Goal of the exercise: Please return exactly the lines from the one containing "Note: point out the snowy" through the end of the records, including both.

Records drawn from a dataset

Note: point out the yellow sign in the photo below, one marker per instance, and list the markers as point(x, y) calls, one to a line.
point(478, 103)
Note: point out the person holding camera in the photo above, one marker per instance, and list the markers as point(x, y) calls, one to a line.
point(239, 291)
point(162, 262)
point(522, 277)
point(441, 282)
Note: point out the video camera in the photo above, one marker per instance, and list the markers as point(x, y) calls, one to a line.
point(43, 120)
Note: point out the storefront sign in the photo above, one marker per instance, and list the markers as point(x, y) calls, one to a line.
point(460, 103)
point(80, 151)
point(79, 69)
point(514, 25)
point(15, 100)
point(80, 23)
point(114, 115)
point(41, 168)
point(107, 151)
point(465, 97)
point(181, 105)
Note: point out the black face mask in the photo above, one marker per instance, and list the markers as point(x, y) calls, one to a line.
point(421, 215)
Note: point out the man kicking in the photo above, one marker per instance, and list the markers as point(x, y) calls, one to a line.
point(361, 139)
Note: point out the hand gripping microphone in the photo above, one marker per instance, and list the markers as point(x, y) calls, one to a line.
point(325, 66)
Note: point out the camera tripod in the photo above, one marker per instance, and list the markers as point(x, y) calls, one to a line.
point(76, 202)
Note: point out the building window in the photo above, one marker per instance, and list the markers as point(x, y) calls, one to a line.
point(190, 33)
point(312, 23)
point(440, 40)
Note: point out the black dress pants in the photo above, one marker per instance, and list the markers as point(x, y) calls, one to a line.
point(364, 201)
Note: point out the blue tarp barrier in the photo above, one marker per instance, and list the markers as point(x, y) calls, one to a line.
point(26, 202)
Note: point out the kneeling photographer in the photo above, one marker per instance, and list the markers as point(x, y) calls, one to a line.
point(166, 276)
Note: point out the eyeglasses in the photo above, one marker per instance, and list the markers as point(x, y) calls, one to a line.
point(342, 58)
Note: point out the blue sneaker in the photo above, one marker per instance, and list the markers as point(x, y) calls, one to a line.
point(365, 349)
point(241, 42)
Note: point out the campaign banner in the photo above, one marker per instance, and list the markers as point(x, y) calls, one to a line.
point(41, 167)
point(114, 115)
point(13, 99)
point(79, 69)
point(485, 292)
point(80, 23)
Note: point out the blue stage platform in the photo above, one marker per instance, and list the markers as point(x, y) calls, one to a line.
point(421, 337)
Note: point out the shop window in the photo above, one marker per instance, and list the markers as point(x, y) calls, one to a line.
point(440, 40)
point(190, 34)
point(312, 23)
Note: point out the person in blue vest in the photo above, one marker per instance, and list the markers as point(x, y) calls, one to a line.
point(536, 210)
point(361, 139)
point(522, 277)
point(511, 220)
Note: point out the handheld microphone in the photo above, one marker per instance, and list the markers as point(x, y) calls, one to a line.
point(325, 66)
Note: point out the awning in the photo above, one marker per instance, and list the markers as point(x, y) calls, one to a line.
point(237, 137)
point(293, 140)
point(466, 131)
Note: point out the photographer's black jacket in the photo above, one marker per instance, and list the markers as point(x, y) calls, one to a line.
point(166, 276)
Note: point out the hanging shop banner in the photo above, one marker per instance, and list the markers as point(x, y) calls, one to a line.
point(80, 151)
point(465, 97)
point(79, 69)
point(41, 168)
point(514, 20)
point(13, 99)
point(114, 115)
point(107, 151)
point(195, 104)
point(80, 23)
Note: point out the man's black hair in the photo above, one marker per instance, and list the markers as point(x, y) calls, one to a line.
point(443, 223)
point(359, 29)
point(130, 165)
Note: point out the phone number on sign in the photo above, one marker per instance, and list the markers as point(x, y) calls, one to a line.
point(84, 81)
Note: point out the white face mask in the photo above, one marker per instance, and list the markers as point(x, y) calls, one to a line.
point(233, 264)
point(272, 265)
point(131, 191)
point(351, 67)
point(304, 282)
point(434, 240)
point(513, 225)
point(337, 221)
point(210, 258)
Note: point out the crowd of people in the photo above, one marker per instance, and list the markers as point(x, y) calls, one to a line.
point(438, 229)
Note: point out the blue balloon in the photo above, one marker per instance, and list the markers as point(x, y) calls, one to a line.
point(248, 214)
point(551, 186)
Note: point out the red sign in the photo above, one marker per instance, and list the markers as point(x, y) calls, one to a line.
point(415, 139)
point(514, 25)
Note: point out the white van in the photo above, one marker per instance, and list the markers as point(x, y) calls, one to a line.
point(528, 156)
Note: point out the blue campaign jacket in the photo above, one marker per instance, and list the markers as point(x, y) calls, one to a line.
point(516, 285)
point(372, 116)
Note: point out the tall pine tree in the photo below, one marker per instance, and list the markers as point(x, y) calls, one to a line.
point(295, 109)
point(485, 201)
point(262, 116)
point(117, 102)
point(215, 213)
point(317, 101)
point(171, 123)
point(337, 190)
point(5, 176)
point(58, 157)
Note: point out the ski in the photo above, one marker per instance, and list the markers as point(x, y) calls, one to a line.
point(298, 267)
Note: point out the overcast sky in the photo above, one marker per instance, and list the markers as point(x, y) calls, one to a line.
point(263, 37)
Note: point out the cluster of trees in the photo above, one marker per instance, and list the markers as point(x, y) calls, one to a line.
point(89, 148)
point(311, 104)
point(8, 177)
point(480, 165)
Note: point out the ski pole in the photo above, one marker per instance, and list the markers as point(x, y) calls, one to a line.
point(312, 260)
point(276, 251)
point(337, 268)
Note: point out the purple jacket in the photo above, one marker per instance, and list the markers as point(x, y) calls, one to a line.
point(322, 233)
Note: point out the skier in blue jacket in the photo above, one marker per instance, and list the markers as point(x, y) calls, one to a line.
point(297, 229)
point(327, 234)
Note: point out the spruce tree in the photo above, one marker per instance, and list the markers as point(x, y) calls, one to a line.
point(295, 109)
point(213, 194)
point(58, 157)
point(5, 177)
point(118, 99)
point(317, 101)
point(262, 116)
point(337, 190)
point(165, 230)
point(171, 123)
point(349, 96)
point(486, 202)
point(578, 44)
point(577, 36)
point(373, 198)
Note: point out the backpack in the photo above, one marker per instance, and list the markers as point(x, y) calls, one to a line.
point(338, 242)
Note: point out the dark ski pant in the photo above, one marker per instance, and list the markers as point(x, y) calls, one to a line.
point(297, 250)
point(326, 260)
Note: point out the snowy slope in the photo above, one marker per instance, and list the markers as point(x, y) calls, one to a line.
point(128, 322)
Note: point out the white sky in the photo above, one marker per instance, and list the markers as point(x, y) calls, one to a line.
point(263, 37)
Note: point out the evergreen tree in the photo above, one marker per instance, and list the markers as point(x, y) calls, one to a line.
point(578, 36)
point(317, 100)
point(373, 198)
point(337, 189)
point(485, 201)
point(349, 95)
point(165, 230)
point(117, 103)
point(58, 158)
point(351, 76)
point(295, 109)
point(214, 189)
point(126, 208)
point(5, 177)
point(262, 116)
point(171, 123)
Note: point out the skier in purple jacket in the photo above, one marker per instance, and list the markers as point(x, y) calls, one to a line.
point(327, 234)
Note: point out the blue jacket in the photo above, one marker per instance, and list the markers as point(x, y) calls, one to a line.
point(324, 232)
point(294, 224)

Written reply:
Note: point out the snowy slope in the photo above, one marker per instance, and list the markers as point(x, y) calls, one to a line.
point(128, 322)
Note: point out the white sky in the photo above, one marker per instance, and list the markers as point(x, y) calls, one to a line.
point(263, 37)
Note: point out the evergreen tree in the photo above, one marker per instance, and list the markers as point(x, y) calls, one to a line.
point(578, 36)
point(317, 100)
point(373, 198)
point(337, 189)
point(485, 201)
point(349, 95)
point(165, 230)
point(117, 103)
point(58, 158)
point(351, 76)
point(295, 109)
point(214, 189)
point(126, 208)
point(5, 177)
point(262, 116)
point(171, 123)
Note: point out the skier in purple jacket in the photo above, one marker per instance, and list the markers as point(x, y) calls, one to a line.
point(327, 234)
Note: point out the blue jacket in the photo above, one marker per instance, and list the markers as point(x, y) calls, one to a line.
point(324, 232)
point(294, 224)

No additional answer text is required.